■ Problem ■
In the data below, which lines contain "prompts"? List them by copying each one.

■ Input data ■
+ + +

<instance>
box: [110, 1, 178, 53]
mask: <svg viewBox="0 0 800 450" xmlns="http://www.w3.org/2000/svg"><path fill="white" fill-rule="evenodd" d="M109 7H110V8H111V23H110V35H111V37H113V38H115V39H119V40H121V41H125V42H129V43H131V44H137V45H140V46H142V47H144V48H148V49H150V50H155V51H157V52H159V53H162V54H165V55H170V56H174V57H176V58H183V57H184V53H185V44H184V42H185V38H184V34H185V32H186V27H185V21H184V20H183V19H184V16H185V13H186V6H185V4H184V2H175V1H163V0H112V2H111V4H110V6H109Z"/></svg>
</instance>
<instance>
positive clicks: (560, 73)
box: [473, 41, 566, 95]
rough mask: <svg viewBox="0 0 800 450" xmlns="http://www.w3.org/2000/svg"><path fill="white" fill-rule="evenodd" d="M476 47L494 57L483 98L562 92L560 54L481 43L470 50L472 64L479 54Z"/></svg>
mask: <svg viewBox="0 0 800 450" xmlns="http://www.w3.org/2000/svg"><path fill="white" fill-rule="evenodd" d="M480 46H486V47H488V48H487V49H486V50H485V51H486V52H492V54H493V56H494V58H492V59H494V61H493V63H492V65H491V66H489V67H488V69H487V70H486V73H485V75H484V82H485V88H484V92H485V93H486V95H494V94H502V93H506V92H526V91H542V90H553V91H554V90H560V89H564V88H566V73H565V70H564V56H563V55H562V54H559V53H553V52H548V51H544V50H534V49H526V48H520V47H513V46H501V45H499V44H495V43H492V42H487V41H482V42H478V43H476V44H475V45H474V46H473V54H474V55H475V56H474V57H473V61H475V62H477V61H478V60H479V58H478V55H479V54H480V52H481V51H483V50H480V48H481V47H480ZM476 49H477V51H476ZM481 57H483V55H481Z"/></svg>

+ + +

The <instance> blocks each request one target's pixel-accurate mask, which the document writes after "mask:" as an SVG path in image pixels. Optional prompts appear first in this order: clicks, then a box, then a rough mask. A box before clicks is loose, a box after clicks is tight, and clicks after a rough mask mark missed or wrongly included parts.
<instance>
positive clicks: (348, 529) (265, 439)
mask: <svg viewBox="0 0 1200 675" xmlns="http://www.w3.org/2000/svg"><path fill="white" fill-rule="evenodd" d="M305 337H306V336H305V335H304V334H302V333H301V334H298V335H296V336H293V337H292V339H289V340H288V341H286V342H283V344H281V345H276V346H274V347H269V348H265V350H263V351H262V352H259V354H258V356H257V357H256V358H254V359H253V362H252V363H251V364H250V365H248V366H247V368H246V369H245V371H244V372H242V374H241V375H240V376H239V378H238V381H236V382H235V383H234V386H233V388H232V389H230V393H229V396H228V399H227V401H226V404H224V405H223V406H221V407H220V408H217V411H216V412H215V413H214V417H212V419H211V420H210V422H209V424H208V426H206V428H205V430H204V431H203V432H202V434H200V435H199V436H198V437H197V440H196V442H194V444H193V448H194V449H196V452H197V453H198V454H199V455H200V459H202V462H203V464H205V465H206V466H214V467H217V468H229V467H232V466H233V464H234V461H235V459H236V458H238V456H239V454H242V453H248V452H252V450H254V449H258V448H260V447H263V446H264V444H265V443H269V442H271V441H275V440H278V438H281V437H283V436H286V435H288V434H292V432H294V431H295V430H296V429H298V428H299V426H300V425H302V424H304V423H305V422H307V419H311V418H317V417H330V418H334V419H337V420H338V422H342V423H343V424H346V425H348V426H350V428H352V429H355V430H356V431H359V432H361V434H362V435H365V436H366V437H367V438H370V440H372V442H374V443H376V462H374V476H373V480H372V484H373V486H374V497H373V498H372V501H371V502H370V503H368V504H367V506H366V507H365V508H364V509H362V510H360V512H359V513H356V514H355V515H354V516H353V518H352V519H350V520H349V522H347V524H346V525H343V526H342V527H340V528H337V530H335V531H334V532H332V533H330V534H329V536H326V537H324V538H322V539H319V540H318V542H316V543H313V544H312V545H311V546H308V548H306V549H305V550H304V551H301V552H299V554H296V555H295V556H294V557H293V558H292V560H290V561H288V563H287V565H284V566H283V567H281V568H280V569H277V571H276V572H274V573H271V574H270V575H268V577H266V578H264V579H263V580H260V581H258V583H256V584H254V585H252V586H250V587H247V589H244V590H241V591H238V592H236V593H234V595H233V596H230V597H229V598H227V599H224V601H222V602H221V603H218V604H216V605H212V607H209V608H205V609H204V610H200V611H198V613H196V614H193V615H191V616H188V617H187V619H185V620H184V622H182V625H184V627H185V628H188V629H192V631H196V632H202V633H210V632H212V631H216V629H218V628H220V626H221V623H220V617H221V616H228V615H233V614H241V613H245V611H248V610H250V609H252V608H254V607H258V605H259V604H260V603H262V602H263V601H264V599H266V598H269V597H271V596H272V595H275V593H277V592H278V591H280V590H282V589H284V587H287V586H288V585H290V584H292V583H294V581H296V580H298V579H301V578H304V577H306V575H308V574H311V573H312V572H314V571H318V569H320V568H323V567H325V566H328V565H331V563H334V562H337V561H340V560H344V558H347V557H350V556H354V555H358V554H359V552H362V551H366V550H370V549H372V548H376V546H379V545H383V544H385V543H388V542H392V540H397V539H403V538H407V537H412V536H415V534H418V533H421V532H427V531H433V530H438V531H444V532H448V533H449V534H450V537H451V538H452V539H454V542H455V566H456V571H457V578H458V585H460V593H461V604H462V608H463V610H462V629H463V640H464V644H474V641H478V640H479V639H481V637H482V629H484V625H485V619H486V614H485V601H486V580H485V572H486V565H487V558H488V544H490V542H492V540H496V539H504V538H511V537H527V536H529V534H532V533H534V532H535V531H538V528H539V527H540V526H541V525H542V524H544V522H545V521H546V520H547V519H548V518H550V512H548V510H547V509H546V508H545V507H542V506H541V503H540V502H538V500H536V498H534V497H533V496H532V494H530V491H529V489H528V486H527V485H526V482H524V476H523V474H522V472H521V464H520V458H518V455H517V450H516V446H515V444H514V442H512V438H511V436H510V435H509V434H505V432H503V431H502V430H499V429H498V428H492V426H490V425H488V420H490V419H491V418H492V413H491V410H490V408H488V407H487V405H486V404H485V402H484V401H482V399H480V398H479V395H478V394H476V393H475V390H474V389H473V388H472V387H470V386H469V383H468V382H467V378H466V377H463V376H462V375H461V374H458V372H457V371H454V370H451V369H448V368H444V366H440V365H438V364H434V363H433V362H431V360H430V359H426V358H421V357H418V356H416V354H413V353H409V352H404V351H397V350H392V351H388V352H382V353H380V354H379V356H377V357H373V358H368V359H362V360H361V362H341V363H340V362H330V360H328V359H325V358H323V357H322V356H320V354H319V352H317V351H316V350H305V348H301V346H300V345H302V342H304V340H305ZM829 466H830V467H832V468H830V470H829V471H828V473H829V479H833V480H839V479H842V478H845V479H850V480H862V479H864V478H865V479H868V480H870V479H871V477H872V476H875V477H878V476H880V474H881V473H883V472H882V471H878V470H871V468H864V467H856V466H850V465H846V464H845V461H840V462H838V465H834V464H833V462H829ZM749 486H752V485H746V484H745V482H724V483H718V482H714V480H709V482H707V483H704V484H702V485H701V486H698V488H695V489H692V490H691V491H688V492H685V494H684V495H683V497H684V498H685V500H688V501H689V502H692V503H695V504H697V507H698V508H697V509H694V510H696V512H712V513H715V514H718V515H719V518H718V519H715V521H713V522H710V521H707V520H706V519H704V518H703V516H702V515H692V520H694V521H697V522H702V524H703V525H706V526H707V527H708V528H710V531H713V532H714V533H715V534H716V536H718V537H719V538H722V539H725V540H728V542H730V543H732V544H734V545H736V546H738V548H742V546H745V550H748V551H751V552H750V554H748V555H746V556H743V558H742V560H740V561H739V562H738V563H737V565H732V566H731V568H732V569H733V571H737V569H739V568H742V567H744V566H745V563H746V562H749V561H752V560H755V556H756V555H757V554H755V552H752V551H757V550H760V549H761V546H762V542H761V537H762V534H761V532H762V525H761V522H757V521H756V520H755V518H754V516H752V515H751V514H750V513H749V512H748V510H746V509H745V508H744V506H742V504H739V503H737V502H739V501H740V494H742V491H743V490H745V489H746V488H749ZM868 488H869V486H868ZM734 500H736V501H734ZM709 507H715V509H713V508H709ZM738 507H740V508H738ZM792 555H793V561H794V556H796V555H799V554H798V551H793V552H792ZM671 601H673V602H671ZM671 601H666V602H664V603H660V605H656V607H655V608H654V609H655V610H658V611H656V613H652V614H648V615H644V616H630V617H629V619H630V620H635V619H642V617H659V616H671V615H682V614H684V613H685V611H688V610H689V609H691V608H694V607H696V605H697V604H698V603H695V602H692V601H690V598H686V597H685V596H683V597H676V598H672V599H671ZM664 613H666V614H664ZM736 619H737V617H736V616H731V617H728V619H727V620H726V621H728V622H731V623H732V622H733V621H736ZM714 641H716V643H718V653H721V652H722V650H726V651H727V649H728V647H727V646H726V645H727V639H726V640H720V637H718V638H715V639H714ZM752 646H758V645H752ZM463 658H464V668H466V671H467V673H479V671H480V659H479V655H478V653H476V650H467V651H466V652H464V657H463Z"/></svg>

+ + +

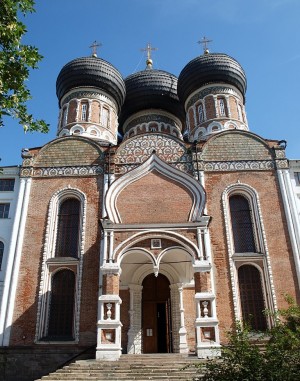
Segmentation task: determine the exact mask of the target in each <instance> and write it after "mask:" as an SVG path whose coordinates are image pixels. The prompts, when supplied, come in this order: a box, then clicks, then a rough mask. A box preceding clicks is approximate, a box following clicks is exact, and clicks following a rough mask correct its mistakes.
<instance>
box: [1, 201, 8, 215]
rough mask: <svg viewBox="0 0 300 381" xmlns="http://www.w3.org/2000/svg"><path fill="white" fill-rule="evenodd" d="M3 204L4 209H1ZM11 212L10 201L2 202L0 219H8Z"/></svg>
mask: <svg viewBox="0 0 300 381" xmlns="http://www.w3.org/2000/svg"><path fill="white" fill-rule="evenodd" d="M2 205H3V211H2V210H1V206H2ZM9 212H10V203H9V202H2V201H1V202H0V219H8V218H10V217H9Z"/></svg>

+ + +

■ Response area ■
The <instance> blocks each request one target's pixel-accurate mask, which the document writes after "mask:" as an SVG path in image pixels. Optional prompts appear first in this order: clicks, then a box, then a rough mask. A box before clicks is loose, a box after clicks is tight, and clicks after a rough mask mark missed or wrongly included parts.
Segmentation task: determine the exact mask of the target in each <instance> and write it after "mask:" as an SVG path whose coordinates are image pixels. The prompts, when supplied, come in this order: a box, then clicks, then a rough mask. A box preceding clicks is approximate, a box following clicks is exact, and clicks following a rough mask correct its mistakes.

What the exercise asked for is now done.